■ AIM OF THE EXERCISE: Rewrite the material from the line containing "Can you find the stone wall" through the line containing "[[93, 108], [22, 126]]", substituting "Place" for each "Drop" and changing nothing else.

■ GIVEN RECORDS:
________________
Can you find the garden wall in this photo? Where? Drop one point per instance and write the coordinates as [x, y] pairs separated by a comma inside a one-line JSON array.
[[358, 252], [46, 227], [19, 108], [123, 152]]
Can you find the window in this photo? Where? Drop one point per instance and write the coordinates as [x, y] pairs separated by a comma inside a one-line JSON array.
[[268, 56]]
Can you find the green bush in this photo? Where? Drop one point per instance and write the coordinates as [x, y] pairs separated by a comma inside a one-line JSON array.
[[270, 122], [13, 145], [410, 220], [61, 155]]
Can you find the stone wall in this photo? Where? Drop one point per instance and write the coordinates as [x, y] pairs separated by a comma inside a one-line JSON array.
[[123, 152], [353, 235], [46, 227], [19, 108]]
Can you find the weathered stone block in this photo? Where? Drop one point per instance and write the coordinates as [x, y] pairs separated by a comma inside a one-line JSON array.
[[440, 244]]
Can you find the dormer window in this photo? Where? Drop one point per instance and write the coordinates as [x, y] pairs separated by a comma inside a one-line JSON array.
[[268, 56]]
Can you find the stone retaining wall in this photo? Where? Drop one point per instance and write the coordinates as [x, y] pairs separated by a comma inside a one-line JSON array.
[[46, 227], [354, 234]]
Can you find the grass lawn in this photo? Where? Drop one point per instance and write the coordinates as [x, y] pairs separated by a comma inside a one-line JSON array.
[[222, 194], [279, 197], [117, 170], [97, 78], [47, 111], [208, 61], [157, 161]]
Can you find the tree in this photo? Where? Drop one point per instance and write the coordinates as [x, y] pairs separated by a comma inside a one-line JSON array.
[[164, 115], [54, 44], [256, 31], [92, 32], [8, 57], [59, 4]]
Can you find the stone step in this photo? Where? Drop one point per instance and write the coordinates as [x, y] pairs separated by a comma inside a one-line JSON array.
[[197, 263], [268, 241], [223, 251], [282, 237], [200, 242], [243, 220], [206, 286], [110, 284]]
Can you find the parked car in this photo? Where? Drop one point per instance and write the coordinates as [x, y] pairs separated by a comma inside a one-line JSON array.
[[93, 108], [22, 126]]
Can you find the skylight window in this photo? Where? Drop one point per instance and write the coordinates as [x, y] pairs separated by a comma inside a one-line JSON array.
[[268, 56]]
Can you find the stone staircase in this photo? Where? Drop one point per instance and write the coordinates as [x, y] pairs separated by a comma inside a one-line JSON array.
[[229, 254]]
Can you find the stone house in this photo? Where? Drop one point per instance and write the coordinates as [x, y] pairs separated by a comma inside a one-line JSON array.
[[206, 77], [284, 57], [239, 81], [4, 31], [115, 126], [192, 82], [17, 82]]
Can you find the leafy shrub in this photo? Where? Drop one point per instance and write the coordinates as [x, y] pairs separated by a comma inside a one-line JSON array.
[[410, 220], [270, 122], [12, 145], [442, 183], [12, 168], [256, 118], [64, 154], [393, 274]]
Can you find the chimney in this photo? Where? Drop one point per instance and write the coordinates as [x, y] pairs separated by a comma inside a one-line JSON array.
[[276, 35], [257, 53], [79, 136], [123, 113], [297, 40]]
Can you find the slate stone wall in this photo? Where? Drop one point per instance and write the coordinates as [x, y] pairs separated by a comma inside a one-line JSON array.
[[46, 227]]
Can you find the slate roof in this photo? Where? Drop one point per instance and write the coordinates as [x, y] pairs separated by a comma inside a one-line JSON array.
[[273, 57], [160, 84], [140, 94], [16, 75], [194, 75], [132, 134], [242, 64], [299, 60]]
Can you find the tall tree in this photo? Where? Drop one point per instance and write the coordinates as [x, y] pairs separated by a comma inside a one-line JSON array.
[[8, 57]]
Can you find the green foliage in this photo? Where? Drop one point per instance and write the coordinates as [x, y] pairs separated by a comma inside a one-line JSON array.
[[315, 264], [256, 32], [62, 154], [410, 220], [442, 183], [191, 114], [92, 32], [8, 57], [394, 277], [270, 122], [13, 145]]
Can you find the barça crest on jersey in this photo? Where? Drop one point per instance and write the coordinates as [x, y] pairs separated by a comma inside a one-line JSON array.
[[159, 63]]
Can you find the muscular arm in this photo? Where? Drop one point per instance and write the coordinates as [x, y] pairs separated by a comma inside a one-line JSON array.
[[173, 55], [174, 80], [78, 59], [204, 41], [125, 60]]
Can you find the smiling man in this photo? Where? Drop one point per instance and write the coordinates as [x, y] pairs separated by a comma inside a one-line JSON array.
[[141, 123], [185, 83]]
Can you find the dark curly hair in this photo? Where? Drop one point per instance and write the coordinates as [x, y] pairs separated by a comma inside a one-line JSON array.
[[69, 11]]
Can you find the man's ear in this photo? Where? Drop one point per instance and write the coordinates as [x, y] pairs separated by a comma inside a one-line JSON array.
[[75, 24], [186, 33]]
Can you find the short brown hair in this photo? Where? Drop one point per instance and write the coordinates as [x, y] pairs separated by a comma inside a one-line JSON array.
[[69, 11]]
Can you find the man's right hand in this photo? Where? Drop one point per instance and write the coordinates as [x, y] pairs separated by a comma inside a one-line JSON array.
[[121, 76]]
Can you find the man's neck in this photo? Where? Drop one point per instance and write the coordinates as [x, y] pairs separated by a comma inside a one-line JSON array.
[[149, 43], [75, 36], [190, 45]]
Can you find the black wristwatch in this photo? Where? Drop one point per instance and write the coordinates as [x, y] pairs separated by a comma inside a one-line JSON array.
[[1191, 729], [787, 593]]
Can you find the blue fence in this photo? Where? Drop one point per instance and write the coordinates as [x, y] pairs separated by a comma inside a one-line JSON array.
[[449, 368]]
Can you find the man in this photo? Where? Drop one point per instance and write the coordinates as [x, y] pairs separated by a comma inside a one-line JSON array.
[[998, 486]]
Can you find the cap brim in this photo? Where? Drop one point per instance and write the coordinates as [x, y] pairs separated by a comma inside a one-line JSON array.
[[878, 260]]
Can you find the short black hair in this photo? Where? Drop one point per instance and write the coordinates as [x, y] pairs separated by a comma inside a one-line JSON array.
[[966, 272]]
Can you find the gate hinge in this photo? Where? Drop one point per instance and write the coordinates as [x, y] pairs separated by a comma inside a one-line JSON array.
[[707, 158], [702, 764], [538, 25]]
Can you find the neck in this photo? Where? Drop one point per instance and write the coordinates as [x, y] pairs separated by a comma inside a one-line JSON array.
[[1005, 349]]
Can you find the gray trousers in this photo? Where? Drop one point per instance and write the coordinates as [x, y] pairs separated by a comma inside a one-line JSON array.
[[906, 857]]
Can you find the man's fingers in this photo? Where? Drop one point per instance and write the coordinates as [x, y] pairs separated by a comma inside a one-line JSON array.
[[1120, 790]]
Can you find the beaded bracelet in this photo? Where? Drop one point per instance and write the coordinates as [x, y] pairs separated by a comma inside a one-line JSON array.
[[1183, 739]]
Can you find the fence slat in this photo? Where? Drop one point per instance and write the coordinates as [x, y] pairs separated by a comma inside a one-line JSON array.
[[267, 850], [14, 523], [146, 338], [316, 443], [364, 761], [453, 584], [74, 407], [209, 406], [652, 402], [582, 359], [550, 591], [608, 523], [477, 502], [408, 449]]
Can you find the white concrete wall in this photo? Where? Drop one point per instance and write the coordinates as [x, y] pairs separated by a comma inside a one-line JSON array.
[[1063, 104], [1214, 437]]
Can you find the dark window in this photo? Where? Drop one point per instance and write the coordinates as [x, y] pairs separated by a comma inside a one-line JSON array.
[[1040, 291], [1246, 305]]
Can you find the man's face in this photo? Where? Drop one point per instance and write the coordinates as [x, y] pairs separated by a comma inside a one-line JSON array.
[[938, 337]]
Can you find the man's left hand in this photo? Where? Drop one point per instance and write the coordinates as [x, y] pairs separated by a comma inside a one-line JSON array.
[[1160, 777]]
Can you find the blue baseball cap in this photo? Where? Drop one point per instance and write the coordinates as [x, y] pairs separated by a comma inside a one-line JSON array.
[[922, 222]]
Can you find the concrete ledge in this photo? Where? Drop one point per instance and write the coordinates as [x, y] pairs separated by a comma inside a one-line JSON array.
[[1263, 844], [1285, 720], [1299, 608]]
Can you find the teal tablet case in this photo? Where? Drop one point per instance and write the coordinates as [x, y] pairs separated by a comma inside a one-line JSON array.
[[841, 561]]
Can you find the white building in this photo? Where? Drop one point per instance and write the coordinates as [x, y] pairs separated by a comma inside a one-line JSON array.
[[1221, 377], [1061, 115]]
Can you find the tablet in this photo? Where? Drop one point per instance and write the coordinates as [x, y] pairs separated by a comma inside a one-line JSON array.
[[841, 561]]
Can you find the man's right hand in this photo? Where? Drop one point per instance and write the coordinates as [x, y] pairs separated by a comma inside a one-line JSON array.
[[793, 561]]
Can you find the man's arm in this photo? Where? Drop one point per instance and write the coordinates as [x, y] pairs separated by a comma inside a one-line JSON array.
________________
■ ANSWER TO THE PROBLEM:
Can you find the stone wall in this photo? Where? Place one point per instance and write the coordinates as [x, y] pairs separated by a comma inside a one-line JSON array.
[[123, 152], [353, 235], [46, 227], [19, 108]]
Can you find the weathered stone block in this photo? Where? Place one point per instance and write the coordinates as [x, y] pairs separated by a comma inside a one-line JSON array.
[[440, 244]]
Can you find the dormer window in this photo? Where? Place one point per instance and write the coordinates as [x, y] pairs separated by a comma inside a one-line JSON array.
[[268, 56]]
Can you find the stone retaining wall in this photo? Where? Place one point per instance and write the coordinates as [x, y] pairs separated by a comma inside a one-line JSON array.
[[46, 227], [354, 234]]
Can you find the grass lawn in this photo? Where? Place one point per instance and write the coordinates as [x, y] pairs separated by a comma inside a one-line JSON array.
[[222, 194], [279, 197], [117, 170], [97, 78], [47, 111], [208, 61], [157, 161]]
Can you find the tree in this photo? Where? Place one point per instance and write the coordinates as [x, y] pairs separated by a comma inside a one-line JSON array.
[[164, 115], [54, 44], [256, 31], [92, 32], [8, 57], [59, 4]]
Can you find the stone step in this photo? Where? Place one point per instance and write the coordinates as [x, y] pairs separated by a comma inside a one-line JSON array.
[[197, 263], [268, 241], [223, 251], [282, 237], [200, 242], [243, 220], [206, 286], [110, 284]]
Can you find the parked car in this photo? Where? Place one point per instance and write the coordinates as [x, y] pairs separated by a comma inside a one-line JSON array.
[[93, 108], [22, 126]]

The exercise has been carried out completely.